Written exercise - Repeat word for word the line with "of the distant" and every line after it until the records below run out.

Task material -
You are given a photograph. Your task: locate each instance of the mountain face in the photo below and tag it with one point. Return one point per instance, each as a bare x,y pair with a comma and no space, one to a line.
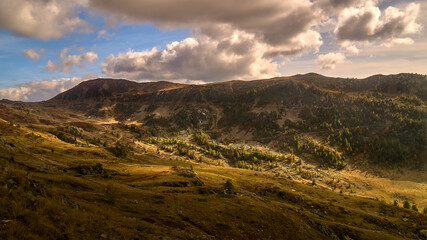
301,157
381,118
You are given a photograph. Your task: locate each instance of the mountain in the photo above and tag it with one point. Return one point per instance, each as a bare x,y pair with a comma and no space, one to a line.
305,156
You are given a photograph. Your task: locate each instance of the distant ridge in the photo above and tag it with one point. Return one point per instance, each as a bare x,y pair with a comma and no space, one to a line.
102,88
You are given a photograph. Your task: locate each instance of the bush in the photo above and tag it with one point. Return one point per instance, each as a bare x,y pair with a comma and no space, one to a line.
228,187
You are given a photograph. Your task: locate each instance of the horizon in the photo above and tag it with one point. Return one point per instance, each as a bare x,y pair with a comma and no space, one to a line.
50,46
197,84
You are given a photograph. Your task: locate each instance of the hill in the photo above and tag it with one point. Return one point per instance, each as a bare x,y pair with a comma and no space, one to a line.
297,157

Solution for this task -
You are given a photograph. Your task: locate each instance of the distant ridge in the photo above and tag it with one point. Return one point per instance, each as a bare x,y pair with a comma and no space, one to a line.
102,88
You are given a photograph. Your task: locate each instance of the bush in the photo above and tag it with one point. Return one point per instance, each as a bare x,y pair with a comma and no space, one to a line.
228,187
You are given a photograph. Your task: locate each instance of the horizon in the photo above and tag it with one point. Return one point per instance, each as a bare x,y pair with a comma and no space, one to a line.
50,46
197,84
You are given a photograph. Your task: locate each instance of the hill in the photo above and tag it with one point. Return one point per instance, each as a bare x,y pair with a comma and no space, one to a line.
297,157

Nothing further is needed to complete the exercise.